**Given problem:** Update everything from the line containing "the woman in" down to the end of the records, swapping "thickest" for "widest" and leaving all else untouched.

**Entries from a dataset:**

## start

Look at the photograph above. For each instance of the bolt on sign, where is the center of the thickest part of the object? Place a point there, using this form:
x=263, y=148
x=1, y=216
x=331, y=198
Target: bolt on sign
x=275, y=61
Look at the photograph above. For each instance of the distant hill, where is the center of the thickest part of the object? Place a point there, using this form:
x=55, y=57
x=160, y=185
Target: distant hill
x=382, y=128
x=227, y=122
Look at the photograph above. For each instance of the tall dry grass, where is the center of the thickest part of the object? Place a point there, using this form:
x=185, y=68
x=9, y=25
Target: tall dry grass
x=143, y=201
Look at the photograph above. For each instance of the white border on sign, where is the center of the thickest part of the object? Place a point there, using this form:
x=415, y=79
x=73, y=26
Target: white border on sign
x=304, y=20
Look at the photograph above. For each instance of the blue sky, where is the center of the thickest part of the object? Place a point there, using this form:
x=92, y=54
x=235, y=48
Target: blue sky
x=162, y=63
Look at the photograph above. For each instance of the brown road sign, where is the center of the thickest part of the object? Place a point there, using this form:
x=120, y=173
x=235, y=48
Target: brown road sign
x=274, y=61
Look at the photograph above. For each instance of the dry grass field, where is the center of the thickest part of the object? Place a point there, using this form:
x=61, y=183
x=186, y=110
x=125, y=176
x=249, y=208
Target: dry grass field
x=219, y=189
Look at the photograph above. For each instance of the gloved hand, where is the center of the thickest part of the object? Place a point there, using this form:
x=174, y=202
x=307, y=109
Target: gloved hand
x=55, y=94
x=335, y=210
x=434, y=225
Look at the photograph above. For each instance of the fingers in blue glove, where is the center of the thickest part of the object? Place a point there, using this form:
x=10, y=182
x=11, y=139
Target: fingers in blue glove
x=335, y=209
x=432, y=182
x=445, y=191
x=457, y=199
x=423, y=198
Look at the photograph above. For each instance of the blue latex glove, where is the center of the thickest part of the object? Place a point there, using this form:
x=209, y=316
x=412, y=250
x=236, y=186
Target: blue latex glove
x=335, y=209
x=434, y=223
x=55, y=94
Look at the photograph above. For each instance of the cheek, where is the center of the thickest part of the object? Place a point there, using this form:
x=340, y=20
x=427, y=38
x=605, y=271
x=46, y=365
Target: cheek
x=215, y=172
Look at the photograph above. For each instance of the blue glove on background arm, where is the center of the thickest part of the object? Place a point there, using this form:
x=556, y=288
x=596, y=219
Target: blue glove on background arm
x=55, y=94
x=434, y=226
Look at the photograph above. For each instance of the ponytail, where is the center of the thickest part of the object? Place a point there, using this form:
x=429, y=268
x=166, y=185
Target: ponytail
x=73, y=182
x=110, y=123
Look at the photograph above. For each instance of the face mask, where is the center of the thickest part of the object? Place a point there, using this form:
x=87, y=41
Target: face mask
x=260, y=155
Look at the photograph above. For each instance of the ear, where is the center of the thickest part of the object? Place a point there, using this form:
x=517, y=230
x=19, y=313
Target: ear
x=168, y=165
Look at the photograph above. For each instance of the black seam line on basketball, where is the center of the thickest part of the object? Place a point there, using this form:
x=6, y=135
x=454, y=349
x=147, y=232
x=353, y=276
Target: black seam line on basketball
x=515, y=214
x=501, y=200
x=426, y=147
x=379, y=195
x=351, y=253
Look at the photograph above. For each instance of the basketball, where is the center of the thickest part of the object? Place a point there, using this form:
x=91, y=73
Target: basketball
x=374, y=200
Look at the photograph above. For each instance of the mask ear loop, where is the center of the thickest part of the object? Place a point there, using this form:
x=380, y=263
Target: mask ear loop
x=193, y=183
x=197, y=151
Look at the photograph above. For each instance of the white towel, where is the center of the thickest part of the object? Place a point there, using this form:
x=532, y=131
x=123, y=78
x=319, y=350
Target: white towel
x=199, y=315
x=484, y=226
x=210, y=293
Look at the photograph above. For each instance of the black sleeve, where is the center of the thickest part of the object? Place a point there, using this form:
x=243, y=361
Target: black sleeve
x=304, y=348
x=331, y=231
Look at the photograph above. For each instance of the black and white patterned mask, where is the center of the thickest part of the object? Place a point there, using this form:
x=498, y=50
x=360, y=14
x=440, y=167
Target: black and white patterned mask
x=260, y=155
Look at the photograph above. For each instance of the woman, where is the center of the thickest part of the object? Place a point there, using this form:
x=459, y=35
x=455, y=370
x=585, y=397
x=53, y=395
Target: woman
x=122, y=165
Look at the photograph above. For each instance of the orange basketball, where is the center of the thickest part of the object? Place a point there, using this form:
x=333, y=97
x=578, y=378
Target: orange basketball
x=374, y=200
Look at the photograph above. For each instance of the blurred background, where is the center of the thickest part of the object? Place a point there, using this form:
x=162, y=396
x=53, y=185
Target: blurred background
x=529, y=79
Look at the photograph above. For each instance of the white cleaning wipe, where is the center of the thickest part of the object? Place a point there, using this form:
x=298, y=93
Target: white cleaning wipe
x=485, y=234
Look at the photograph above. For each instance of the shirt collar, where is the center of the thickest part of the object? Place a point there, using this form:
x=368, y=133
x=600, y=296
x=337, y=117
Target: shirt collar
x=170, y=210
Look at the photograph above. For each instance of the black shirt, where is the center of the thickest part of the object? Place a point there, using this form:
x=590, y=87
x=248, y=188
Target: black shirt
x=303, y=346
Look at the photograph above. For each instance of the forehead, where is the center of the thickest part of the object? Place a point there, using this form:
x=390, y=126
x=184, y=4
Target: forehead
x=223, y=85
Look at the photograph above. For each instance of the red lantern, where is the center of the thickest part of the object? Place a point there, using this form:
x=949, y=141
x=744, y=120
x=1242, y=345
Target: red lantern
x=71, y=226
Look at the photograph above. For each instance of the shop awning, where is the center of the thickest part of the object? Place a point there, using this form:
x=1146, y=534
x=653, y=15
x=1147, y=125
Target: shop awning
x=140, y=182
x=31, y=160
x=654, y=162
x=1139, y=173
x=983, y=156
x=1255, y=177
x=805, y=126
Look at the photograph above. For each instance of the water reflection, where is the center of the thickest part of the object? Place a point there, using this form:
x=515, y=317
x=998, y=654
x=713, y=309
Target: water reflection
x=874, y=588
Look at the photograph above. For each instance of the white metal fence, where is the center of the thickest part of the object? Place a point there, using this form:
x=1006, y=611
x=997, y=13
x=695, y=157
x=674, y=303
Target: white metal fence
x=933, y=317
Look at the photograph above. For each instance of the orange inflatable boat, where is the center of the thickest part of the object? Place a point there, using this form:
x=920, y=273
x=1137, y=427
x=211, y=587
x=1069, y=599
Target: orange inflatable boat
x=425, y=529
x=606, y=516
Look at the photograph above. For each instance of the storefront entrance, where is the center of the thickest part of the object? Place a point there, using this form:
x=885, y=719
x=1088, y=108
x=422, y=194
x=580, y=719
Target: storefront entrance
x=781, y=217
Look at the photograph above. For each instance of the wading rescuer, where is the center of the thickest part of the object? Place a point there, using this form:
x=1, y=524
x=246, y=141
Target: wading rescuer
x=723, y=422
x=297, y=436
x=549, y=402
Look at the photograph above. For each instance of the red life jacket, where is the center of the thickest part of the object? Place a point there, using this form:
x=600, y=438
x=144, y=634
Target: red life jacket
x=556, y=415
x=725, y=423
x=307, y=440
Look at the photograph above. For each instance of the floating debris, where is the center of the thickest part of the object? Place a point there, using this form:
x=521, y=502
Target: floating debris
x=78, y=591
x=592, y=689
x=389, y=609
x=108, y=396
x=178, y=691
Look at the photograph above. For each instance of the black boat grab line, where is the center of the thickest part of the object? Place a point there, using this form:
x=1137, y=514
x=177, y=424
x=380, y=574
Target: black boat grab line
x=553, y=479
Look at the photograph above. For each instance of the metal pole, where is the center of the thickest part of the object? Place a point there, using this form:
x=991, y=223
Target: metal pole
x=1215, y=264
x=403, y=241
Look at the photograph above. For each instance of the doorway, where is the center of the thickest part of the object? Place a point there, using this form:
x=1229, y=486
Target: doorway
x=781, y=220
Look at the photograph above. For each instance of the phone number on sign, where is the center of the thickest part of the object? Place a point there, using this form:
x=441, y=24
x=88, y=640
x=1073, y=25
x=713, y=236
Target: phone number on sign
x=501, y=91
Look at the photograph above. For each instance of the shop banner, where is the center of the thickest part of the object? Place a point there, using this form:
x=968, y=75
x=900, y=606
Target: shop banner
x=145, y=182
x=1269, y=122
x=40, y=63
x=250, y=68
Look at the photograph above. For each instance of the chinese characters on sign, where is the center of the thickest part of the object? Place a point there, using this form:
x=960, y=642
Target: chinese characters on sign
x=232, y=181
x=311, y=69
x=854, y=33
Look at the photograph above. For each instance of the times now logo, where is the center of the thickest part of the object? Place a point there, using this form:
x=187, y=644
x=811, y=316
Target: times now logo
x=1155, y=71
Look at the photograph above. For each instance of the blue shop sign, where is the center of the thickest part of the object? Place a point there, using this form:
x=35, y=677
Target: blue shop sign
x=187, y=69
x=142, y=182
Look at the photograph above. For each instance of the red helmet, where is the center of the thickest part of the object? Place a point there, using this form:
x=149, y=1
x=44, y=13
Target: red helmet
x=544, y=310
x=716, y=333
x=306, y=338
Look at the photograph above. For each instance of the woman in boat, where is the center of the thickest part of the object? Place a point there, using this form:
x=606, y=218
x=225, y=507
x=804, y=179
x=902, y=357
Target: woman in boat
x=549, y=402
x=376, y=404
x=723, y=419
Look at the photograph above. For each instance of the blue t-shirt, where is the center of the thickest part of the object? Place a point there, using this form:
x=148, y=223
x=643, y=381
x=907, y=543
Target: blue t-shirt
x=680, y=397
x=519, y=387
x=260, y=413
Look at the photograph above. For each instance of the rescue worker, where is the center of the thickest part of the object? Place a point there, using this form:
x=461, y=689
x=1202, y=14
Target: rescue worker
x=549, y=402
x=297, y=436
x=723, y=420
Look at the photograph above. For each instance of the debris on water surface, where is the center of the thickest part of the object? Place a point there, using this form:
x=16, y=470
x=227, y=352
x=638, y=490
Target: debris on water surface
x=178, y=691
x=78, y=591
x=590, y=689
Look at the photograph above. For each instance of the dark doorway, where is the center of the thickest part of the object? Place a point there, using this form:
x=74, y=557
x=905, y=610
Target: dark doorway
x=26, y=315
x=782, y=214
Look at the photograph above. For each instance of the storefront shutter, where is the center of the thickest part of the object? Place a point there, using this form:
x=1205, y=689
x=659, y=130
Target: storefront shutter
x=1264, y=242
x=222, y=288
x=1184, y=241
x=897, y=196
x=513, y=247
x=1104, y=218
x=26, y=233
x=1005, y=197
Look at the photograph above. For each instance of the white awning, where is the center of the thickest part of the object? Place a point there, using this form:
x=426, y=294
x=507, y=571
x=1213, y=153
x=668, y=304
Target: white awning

## end

**Answer below:**
Look at the photograph above. For each instance of the woman in boat, where is the center of the widest part of the object? Place a point there, using this form:
x=606, y=218
x=225, y=507
x=804, y=179
x=902, y=357
Target: woman in boat
x=549, y=402
x=376, y=404
x=723, y=419
Look at the photograph above. For each instance of the blue t-shirt, where is the center of the widest part of the object? Place a point there, using this form:
x=148, y=223
x=643, y=381
x=907, y=543
Target: blue t-shirt
x=680, y=397
x=519, y=387
x=260, y=413
Look at the photograph above. For each instance of the rescue worker, where is the center of the widest part of the object? Place a point there, using this form:
x=461, y=689
x=1202, y=14
Target: rescue worker
x=549, y=402
x=297, y=436
x=723, y=420
Look at the photograph above. For each instance of the debris on water surface, where is the center of the widest part of the object? Place a point there, using this form:
x=16, y=470
x=227, y=352
x=638, y=490
Target: debris on water surface
x=178, y=691
x=78, y=591
x=590, y=689
Look at the photograph above. For each instance of the dark doorway, where is the center of the widest part of the object? Place a point there, using this form:
x=74, y=557
x=905, y=610
Target: dark doorway
x=26, y=315
x=782, y=214
Look at the photograph above. For each instance of the storefront shutter, where is the center of the widest part of the object? Place a point there, using this form:
x=1205, y=689
x=659, y=130
Target: storefront shutter
x=1264, y=242
x=222, y=288
x=1184, y=241
x=897, y=196
x=513, y=247
x=1104, y=218
x=26, y=233
x=1005, y=197
Look at the photograph above. For each instance of the white awning, where is the center of the widest part of the object? Place a point there, using this form:
x=426, y=294
x=507, y=571
x=1213, y=153
x=668, y=304
Target: white awning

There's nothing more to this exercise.